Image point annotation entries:

◇ ◇ ◇ ◇ ◇ ◇ ◇

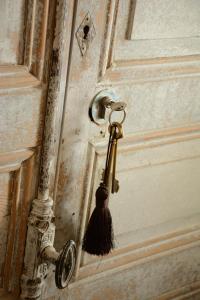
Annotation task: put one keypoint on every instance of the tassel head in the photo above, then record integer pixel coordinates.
(98, 239)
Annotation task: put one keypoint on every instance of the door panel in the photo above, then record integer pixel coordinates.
(23, 83)
(142, 50)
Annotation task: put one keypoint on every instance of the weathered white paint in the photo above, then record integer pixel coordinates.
(156, 212)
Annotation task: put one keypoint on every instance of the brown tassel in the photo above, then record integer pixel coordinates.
(98, 239)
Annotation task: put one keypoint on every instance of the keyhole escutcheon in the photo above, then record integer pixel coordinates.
(86, 30)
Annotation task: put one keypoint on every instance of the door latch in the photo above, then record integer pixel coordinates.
(85, 34)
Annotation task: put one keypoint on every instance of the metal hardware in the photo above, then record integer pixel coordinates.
(123, 118)
(102, 103)
(64, 262)
(116, 133)
(85, 34)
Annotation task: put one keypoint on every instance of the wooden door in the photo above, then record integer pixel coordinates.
(149, 53)
(23, 82)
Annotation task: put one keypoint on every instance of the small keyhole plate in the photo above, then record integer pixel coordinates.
(85, 34)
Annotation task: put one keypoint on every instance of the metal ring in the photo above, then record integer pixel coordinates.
(123, 119)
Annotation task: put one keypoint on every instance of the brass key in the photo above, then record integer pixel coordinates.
(118, 134)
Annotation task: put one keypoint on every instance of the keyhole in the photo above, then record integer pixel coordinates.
(86, 30)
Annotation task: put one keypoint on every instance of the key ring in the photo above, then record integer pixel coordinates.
(123, 119)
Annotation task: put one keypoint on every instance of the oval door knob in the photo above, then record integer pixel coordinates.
(64, 261)
(104, 101)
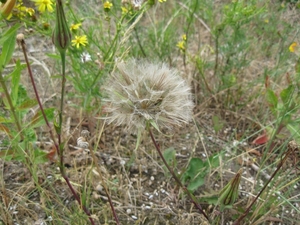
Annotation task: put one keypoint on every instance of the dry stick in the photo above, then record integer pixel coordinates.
(282, 161)
(102, 179)
(22, 42)
(11, 105)
(193, 199)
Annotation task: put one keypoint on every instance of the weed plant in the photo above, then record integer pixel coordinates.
(111, 83)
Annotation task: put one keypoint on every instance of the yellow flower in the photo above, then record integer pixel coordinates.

◇ ◇ ◇ ◇ ◇ ◇ ◇

TO DO
Please recast the lines above as a JSON list of strings, with one string per line and blank lines left out. Leave the pictures out of the answer.

RESULT BELOW
[
  "Annotation task: put one keypoint on every instance of the tassel head in the photo above, then record integer pixel coordinates.",
  "(98, 239)",
  "Annotation task: put one keypoint on every instance of the door panel in the photo above, then record integer pixel coordinates.",
  "(23, 83)",
  "(142, 50)",
  "Annotation task: put one keypoint on every instance of the weathered white paint in the photo above, then record integer pixel coordinates.",
  "(156, 212)",
  "Annotation task: put one keypoint on every instance of the brown tassel in the photo above, then record integer pixel coordinates.",
  "(98, 239)",
  "Annotation task: put one keypoint on every instance of the keyhole escutcheon in the photo above, then record integer pixel coordinates.",
  "(86, 30)",
  "Annotation task: put one keypoint on every instance of the door latch in the photo above, then record integer pixel coordinates.",
  "(85, 34)",
  "Annotation task: put one keypoint on every instance of the metal hardware in the photo above, then record integer pixel coordinates.",
  "(123, 118)",
  "(102, 103)",
  "(64, 262)",
  "(116, 133)",
  "(85, 34)",
  "Annotation task: put one keypoint on every instance of the wooden door in the photo above, then record integer pixel coordinates.",
  "(149, 53)",
  "(23, 82)",
  "Annotation task: put one keypoint on every instance of the small keyhole plate in the photo above, then record integer pixel coordinates.",
  "(85, 34)",
  "Annotation task: put one keypoint on every instance of the metal ring in the photo above, then record integer pixel coordinates.",
  "(123, 119)",
  "Annotation task: put one keypoint on every instance of the brass key in the photo above, then record integer pixel coordinates.",
  "(118, 134)",
  "Annotation task: put one keypoint on every instance of the keyhole in the photo above, then record integer pixel coordinates.",
  "(86, 30)",
  "Annotation task: put one keypoint on every instance of the key ring in the photo above, then record integer pixel coordinates.",
  "(123, 119)",
  "Annotation task: put one keypoint on every instance of the oval door knob in the photo above, then record integer pixel coordinates.",
  "(64, 261)",
  "(104, 101)",
  "Annotation task: put one keypoint on every instance of the dry stick in the photo above, then record integer pixel coordinates.",
  "(282, 161)",
  "(102, 179)",
  "(22, 42)",
  "(11, 105)",
  "(193, 199)",
  "Annotation task: put one keypoint on every instance of the weed plant in the photo above, then record integer pixel coordinates.",
  "(111, 83)",
  "Annotation task: put one keypoint on every instance of the yellow flower in the photo above, then record integer pixel coordinates."
]